**About this exercise:** Reproduce, word for word, the passage of the summer school workshop description from "This workshop is" up to and including "linguists are doing.".

**Given text:**

------------------------

ISLE Summer School - 2016 details

Corpus-based approaches to the study of language (Martin Hilpert)

Martin Hilpert is an Assistant Professor of English Linguistics at the University of Neuchâtel. He holds a PhD from Rice University and did postdoctoral research at the International Computer Science Institute in Berkeley and at the Freiburg Institute for Advanced Studies. He is interested in cognitive linguistics, language change, construction grammar, and corpus linguistics.

This workshop is a gentle introduction to corpus linguistics that assumes no prior experience with it. Why should you learn how to use corpora in your research? The short answer is that corpus-linguistic tools are incredibly empowering: they allow you to ask (and answer) a broad range of research questions that you could not tackle otherwise. At the same time, a lot of current linguistic research is corpus-based, so you need to know about corpus methods to better understand what other linguists are doing.

The three days of the workshop will be structured as follows. Each day will consist of a two-hour presentation and two hours of hands-on exercises. Day 1 will be dedicated to a basic corpus-linguistic tool: concordancing software. We will examine what kinds of question can be answered through the simple retrieval of key words in context. You will also get to know a few tricks for effective search, including so-called regular expressions.

Days 2 and 3 will examine 'what concordance programs can't do'. For a considerable period of time, concordance programs have defined the scope of corpus-linguistic work. Whatever the software could do, researchers could do, whatever it couldn't, researchers couldn't. Recent years have seen a very liberating development: Instead of using ready-made programs, more and more corpus linguists turn to tools that they can flexibly adapt. One such tool that I will present is R, which is a software that not only allows you to perform corpus-linguistic tasks, but which you can also use for visualization and for the statistical analysis of linguistic data. On days 2 and day 3, we will use R to answer a few basic linguistic questions that would be quite hard to investigate with a regular concordance program.

------------------------

**Records supplied:**
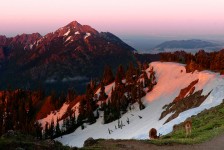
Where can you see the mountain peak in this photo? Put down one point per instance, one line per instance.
(74, 24)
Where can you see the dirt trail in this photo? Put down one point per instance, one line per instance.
(215, 144)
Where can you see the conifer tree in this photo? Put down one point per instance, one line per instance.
(57, 129)
(107, 75)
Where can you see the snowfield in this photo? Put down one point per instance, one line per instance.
(171, 78)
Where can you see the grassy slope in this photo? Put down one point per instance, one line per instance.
(205, 126)
(29, 143)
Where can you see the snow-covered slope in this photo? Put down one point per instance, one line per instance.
(171, 78)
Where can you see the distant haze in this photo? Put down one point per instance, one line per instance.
(125, 18)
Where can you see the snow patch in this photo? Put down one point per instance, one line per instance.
(66, 34)
(87, 35)
(77, 32)
(170, 80)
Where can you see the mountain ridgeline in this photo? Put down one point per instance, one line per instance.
(66, 58)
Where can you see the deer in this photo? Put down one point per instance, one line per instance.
(188, 127)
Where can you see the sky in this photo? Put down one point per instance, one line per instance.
(125, 18)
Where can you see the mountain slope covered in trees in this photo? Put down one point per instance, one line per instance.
(66, 58)
(134, 122)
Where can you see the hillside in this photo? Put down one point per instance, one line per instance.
(66, 58)
(171, 78)
(186, 45)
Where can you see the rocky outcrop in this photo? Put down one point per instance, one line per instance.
(181, 103)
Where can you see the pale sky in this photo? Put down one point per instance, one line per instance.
(121, 17)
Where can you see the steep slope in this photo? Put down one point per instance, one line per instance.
(171, 78)
(69, 56)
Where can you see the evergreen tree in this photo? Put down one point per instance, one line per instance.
(46, 131)
(51, 129)
(39, 129)
(57, 129)
(107, 75)
(119, 75)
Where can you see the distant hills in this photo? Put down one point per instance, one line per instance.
(187, 45)
(68, 57)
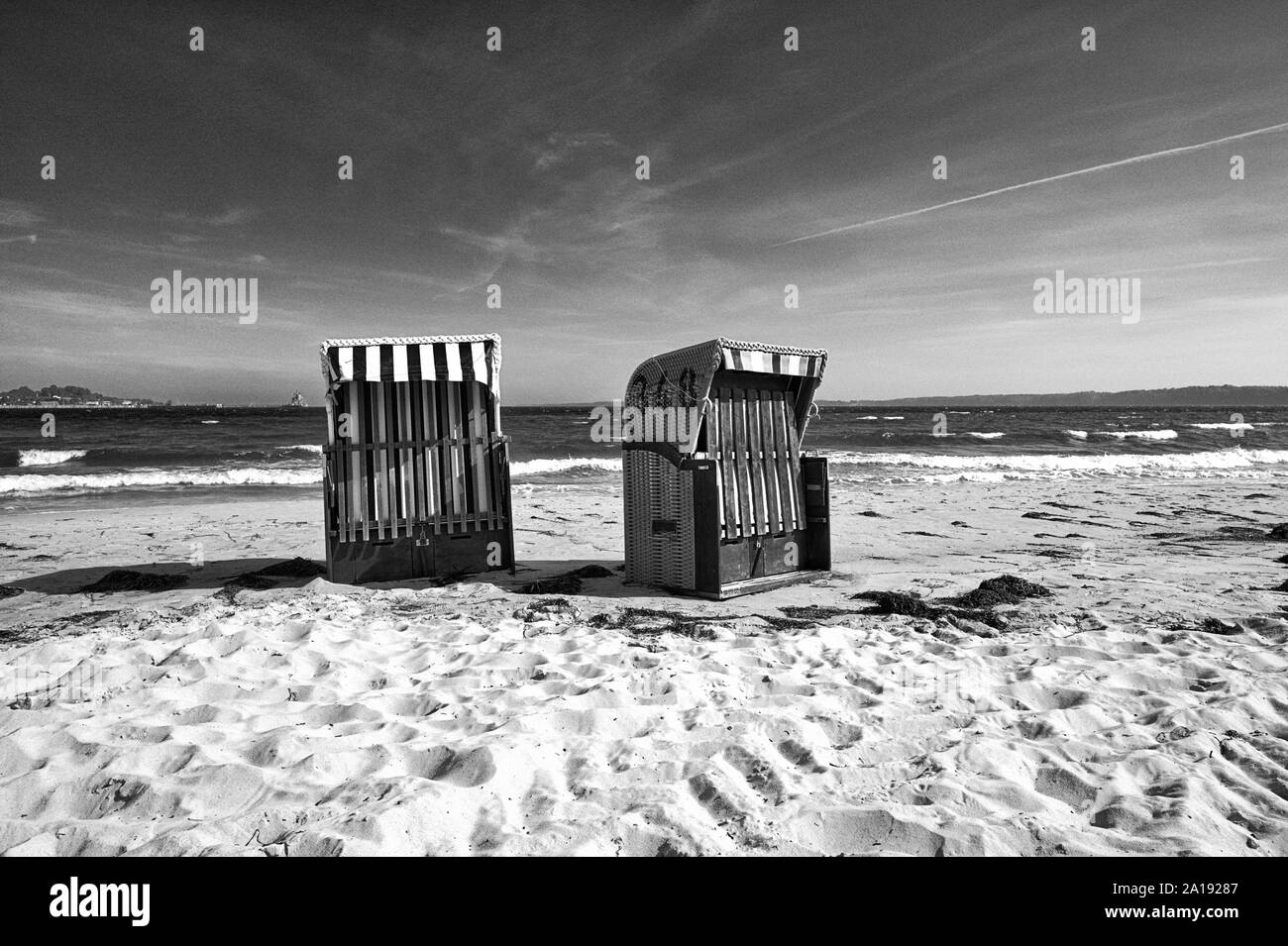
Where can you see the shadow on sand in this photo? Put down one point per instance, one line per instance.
(591, 577)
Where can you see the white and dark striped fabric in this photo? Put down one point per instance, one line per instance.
(686, 377)
(446, 358)
(423, 452)
(771, 362)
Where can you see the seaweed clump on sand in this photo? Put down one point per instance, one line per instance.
(567, 583)
(974, 605)
(649, 620)
(129, 579)
(295, 568)
(907, 604)
(1004, 589)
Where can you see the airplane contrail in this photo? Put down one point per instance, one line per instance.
(1136, 159)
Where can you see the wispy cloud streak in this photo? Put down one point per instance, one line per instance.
(1124, 162)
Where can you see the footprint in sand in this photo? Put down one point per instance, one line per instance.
(758, 773)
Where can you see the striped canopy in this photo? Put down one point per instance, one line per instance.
(437, 358)
(771, 360)
(684, 377)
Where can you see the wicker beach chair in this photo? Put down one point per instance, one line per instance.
(416, 469)
(719, 498)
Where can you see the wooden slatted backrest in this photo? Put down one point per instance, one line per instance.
(419, 455)
(752, 438)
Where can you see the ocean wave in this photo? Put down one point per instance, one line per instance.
(1076, 465)
(47, 457)
(535, 468)
(241, 476)
(1137, 434)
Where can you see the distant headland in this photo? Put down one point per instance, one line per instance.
(67, 395)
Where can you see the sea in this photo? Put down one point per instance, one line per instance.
(130, 456)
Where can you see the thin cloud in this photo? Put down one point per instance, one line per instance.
(1124, 162)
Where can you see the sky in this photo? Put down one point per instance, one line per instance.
(518, 168)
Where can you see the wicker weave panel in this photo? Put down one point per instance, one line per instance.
(656, 489)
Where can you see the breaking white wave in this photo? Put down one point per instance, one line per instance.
(47, 457)
(529, 468)
(244, 476)
(1231, 463)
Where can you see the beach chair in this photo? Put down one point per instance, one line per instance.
(719, 498)
(416, 469)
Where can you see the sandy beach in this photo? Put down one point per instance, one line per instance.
(1140, 708)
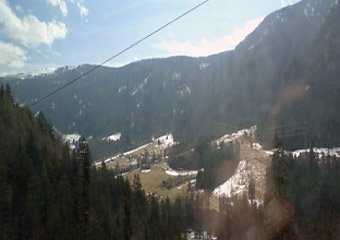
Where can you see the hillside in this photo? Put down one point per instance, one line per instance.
(195, 97)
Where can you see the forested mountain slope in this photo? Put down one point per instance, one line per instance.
(191, 97)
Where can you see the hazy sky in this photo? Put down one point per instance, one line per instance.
(36, 34)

------------------------

**Solution for this problem:**
This workshop is a gentle introduction to corpus linguistics that assumes no prior experience with it. Why should you learn how to use corpora in your research? The short answer is that corpus-linguistic tools are incredibly empowering: they allow you to ask (and answer) a broad range of research questions that you could not tackle otherwise. At the same time, a lot of current linguistic research is corpus-based, so you need to know about corpus methods to better understand what other linguists are doing.